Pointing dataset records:
— start —
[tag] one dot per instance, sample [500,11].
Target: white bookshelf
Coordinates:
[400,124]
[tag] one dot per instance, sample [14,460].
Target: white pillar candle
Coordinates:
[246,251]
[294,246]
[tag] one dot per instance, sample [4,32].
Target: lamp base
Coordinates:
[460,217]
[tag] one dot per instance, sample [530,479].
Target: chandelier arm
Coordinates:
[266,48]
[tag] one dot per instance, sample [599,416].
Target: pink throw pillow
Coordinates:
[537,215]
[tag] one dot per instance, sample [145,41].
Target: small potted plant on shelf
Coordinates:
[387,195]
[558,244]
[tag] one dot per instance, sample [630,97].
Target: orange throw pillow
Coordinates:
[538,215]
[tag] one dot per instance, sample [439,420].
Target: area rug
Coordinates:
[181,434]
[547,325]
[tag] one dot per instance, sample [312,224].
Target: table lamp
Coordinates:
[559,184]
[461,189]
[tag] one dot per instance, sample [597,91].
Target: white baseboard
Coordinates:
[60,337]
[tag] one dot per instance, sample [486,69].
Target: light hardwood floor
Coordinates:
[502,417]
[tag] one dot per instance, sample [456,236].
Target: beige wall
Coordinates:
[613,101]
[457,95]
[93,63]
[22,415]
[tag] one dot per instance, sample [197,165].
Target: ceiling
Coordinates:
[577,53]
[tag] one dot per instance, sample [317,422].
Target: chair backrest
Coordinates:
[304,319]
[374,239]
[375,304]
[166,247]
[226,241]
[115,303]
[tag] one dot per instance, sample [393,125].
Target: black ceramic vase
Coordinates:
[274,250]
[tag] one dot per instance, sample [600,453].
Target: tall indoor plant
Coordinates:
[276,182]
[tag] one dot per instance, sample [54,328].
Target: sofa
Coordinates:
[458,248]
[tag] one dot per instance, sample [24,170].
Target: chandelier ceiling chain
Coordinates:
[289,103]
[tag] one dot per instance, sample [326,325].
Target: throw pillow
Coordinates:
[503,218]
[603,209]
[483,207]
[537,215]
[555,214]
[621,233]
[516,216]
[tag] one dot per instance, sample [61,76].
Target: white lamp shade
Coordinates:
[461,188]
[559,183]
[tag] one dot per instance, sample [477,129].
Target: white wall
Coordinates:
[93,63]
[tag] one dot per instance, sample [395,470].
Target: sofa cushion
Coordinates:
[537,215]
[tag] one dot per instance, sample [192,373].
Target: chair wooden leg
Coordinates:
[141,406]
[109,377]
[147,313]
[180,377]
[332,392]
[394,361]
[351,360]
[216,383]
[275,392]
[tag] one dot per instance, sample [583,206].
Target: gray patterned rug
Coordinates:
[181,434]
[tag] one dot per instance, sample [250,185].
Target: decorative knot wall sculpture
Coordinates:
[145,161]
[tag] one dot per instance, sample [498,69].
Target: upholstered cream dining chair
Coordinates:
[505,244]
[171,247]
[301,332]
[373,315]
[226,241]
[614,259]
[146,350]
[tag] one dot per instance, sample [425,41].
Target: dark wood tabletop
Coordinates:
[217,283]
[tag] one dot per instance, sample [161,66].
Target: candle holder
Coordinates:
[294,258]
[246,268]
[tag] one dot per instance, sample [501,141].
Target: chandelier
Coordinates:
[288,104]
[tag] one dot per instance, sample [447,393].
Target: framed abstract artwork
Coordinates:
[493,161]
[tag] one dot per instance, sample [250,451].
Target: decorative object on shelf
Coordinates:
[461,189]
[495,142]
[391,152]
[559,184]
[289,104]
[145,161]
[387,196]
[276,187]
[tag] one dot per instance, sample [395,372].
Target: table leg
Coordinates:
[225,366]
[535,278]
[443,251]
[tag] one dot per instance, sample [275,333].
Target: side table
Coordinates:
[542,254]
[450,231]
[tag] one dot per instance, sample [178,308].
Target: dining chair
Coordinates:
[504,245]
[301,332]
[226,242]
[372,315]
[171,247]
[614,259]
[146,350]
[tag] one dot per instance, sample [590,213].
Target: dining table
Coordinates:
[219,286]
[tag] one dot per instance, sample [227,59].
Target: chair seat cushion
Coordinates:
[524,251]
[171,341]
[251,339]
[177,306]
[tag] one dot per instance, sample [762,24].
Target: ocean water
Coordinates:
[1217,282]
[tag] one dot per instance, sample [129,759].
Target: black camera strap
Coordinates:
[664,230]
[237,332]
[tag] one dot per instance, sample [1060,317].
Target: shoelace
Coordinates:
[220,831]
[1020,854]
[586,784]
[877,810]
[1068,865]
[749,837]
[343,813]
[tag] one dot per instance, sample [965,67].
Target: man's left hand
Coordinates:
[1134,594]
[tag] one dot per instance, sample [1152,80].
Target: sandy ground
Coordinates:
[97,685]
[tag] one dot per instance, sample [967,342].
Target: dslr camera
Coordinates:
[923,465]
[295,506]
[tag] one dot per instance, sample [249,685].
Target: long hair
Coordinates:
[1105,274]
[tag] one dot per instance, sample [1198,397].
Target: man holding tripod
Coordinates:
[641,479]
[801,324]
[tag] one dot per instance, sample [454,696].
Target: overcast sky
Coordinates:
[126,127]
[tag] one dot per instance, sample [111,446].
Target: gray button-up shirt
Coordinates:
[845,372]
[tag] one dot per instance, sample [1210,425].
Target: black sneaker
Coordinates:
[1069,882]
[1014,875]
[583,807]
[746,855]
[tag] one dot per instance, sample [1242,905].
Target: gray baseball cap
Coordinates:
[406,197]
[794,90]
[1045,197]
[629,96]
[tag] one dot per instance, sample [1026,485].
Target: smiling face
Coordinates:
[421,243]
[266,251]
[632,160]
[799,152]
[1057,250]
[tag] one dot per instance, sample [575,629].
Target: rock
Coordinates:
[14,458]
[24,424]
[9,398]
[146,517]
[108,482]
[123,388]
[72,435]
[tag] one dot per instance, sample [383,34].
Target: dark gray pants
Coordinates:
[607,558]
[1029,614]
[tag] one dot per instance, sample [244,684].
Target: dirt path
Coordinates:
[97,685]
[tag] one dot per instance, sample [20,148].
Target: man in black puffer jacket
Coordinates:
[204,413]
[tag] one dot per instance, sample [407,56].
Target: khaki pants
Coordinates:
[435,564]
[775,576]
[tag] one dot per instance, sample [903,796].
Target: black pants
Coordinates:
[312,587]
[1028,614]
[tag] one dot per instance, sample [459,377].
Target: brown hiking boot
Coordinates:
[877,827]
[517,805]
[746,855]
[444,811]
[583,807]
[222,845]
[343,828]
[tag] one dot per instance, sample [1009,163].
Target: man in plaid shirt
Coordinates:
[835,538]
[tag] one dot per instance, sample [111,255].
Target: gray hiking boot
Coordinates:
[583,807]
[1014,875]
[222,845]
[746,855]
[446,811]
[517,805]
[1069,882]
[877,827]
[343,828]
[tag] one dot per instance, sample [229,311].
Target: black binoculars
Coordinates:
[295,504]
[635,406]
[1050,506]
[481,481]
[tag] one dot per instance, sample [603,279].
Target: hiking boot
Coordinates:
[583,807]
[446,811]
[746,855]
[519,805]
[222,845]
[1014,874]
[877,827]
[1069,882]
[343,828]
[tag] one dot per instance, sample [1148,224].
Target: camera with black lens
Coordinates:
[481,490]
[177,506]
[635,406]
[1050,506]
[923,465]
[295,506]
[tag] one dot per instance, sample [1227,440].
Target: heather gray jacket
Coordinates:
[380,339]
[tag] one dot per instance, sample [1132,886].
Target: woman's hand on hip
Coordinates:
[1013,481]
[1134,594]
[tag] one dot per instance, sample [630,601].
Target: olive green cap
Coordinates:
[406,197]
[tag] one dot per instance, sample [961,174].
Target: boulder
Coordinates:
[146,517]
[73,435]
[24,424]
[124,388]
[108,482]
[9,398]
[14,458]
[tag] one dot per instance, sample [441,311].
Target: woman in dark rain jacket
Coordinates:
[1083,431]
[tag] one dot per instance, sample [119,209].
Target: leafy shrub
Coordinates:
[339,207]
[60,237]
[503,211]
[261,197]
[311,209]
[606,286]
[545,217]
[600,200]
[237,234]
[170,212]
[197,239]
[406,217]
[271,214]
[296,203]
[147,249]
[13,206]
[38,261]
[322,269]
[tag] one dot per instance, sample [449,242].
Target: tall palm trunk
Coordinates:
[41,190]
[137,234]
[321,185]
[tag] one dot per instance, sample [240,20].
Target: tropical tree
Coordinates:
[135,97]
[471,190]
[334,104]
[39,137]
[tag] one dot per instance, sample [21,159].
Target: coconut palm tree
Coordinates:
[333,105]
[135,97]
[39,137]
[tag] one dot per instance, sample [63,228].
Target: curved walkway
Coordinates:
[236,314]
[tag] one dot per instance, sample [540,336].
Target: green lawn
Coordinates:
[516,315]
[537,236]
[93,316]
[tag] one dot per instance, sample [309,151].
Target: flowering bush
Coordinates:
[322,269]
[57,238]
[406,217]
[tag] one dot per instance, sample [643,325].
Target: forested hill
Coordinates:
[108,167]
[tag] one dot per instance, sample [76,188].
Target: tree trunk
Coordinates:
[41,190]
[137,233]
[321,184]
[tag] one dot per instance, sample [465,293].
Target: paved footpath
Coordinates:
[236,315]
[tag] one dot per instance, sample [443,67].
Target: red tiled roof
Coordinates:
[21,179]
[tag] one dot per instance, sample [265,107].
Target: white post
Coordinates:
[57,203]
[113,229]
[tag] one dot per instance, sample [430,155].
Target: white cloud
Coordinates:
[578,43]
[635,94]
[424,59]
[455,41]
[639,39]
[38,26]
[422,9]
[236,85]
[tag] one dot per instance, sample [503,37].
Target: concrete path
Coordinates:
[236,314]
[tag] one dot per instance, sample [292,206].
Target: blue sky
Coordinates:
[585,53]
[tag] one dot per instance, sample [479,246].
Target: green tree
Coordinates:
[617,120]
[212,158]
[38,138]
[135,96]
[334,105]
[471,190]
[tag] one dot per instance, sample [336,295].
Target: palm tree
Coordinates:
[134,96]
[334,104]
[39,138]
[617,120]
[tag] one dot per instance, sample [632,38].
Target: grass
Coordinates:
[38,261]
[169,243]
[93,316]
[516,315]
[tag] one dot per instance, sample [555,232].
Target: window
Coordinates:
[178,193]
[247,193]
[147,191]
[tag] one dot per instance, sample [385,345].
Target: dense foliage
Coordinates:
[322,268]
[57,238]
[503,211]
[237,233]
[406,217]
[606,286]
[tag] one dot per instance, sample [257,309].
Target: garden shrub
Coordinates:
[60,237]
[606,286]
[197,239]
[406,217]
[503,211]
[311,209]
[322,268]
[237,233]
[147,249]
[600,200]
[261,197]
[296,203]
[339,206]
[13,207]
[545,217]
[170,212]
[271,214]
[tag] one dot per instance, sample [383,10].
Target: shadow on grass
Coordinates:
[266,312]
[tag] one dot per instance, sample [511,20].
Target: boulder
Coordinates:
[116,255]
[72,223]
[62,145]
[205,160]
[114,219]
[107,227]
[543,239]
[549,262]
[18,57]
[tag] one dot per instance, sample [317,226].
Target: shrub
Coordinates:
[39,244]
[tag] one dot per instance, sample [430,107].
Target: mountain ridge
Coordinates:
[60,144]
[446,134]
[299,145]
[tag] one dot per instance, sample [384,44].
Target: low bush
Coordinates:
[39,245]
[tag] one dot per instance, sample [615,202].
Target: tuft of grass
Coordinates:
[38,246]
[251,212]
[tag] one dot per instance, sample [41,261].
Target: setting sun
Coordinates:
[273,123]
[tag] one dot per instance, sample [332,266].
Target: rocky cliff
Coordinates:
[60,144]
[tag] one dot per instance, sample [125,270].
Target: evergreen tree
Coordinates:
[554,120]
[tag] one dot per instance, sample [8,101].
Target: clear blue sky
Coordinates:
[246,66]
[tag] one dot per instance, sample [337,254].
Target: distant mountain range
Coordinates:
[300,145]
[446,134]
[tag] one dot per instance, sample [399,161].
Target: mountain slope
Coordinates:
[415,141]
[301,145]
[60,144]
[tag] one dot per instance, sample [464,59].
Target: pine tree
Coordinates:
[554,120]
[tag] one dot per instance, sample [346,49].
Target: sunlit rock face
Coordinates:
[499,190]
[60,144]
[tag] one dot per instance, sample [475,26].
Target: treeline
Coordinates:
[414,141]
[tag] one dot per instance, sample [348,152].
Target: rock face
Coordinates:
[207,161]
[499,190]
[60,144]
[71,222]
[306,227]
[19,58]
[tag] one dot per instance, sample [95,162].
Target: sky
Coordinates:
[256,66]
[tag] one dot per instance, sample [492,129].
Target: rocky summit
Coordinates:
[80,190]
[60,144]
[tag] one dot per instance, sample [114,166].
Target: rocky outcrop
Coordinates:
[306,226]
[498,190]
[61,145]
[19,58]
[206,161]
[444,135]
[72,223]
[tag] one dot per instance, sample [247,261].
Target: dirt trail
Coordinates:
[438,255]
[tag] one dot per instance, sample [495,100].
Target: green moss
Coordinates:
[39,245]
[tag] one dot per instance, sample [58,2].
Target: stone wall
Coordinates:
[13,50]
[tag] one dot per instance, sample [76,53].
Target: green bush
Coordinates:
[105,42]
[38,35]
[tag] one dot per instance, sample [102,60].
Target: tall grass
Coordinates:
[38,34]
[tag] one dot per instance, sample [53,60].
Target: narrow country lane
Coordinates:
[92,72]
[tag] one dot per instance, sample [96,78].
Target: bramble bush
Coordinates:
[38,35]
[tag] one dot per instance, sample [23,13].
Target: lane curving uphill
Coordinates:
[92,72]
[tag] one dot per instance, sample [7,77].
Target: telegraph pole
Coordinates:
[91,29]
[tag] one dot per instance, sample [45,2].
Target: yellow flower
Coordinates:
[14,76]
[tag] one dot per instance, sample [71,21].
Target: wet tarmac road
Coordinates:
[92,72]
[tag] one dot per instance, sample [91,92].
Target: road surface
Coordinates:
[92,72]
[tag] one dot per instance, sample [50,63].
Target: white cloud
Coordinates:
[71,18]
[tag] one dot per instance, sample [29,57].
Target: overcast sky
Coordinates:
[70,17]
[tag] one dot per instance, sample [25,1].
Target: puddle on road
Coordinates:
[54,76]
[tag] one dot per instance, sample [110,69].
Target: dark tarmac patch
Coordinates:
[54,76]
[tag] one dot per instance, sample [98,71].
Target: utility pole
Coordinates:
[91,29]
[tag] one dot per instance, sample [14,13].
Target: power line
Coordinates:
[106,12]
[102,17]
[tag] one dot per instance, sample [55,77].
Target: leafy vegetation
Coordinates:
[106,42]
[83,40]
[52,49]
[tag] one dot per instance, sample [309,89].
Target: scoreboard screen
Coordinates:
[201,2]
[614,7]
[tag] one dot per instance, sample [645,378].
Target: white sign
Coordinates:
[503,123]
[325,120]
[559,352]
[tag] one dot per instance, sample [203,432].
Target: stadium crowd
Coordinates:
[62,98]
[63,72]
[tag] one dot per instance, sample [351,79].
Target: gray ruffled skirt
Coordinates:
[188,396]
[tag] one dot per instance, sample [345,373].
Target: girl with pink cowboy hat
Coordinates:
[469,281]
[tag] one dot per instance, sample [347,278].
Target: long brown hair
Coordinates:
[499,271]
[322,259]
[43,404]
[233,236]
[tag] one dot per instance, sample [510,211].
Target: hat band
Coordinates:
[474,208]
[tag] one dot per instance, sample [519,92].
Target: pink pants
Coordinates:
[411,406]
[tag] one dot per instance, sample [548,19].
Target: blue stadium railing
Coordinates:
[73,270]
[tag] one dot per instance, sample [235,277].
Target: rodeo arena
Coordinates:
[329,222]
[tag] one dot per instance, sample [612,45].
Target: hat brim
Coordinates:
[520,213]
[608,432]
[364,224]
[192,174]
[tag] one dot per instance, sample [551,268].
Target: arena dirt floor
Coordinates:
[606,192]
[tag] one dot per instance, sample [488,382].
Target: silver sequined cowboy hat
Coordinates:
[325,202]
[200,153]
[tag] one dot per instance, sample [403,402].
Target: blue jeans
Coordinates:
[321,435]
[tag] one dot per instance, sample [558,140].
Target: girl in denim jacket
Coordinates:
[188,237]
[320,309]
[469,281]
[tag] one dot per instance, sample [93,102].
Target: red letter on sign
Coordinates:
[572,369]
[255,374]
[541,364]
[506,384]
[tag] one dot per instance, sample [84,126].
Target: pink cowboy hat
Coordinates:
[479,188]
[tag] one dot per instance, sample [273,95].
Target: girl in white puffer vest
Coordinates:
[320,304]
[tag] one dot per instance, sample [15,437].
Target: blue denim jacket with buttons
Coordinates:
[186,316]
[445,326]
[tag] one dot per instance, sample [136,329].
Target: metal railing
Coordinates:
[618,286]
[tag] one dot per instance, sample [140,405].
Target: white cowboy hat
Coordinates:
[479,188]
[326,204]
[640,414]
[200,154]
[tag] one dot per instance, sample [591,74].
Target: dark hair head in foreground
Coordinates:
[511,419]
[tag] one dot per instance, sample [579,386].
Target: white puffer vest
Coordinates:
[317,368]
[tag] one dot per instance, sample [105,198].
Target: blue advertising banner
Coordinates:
— end —
INSTRUCTION:
Using the material above, extract the line that contains "[tag] one dot per instance, sample [612,45]." and every line after it, exactly as given; stop at the last line.

WRITTEN ANSWER:
[tag] one dot per instance, sample [612,45].
Target: hat brim
Coordinates:
[520,213]
[608,432]
[364,224]
[192,174]
[tag] one dot per instance, sample [551,268].
Target: arena dirt floor
Coordinates:
[606,192]
[tag] one dot per instance, sample [488,382].
Target: silver sequined cowboy hat
Coordinates:
[325,202]
[200,153]
[tag] one dot per instance, sample [403,402].
Target: blue jeans
Coordinates:
[321,435]
[tag] one dot per instance, sample [558,140].
Target: girl in denim jacket
Coordinates:
[188,237]
[320,309]
[469,281]
[tag] one dot per instance, sample [93,102].
Target: red letter on sign
Coordinates:
[572,369]
[255,374]
[541,364]
[506,384]
[tag] one dot per instance, sample [84,126].
Target: pink cowboy hat
Coordinates:
[479,188]
[tag] one dot per instance, sample [273,95].
Target: girl in white puffer vest
Coordinates:
[320,304]
[tag] one dot per instance, sample [15,437].
Target: blue denim jacket with buttons
Coordinates:
[186,316]
[445,326]
[tag] one dot per instance, sample [136,329].
Target: metal railing
Coordinates:
[618,286]
[tag] one dot per instance, sample [140,405].
Target: white cowboy hat
Coordinates:
[479,188]
[326,204]
[640,414]
[200,154]
[tag] one dot per instance, sample [591,74].
Target: dark hair head in foreground
Coordinates:
[511,419]
[tag] one dot per instance, sample [579,386].
Target: white puffer vest
Coordinates:
[317,368]
[tag] one dot per instance, sample [105,198].
Target: blue advertising banner
Coordinates:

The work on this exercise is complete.